INPUT
--

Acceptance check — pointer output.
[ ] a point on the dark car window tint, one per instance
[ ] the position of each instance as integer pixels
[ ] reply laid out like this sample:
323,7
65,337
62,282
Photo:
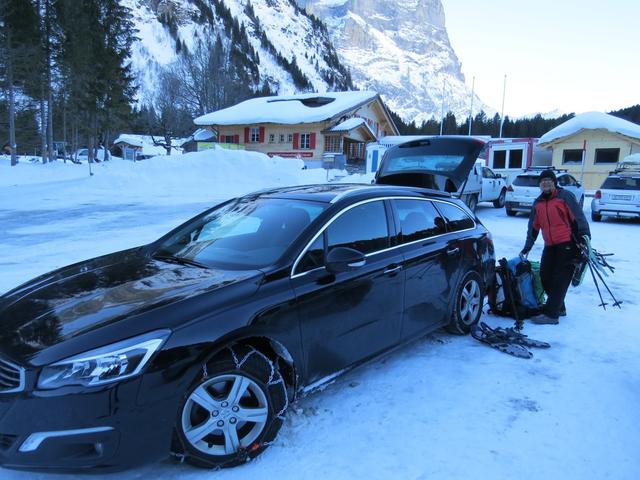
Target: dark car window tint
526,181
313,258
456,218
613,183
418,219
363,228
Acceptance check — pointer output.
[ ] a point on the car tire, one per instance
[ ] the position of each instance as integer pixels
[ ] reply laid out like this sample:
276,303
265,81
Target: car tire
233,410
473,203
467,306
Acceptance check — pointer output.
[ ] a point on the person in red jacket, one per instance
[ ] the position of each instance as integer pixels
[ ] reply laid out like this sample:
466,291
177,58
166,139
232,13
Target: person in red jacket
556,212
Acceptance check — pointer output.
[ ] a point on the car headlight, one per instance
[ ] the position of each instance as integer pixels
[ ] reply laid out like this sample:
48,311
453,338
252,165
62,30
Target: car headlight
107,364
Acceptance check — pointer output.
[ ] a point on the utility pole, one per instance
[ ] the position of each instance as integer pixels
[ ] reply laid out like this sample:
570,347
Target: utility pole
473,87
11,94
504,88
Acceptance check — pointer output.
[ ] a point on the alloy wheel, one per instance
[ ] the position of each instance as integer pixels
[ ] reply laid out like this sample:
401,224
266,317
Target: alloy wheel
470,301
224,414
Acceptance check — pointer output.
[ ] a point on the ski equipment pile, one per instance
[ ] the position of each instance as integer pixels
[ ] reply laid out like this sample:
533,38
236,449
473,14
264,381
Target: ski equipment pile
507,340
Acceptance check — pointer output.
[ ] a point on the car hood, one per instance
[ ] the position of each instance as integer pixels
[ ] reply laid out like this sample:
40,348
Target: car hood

--

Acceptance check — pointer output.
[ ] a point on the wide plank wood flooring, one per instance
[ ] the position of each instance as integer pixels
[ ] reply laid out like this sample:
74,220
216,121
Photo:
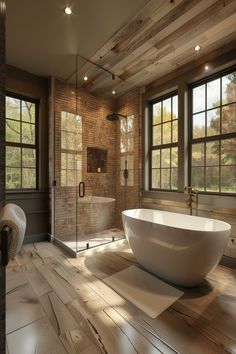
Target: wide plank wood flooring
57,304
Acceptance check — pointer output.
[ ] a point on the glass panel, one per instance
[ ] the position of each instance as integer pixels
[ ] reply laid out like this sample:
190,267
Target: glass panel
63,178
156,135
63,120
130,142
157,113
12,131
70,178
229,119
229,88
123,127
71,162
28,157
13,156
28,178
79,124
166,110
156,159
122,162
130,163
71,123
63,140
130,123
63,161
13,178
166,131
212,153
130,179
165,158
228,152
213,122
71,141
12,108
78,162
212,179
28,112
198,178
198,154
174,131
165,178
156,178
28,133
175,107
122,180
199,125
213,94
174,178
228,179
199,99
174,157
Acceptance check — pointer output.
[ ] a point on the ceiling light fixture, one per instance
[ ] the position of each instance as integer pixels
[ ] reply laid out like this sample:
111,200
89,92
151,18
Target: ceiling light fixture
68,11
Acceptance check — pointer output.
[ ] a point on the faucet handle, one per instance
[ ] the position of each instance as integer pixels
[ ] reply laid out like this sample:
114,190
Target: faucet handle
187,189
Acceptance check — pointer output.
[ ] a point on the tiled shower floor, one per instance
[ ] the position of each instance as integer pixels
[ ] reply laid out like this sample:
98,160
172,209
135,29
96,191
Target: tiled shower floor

--

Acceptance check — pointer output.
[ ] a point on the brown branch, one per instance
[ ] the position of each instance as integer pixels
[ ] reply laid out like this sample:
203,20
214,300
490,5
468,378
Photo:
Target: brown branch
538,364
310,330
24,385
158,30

--

SHORT PROBLEM
Find every line in the entries above that contains the string "wheel", treating uppercase and lowercase as distinct, and copy each such line.

EXERCISE RESPONSE
[ ] a point on the alloy wheel, one per instance
Target: alloy wheel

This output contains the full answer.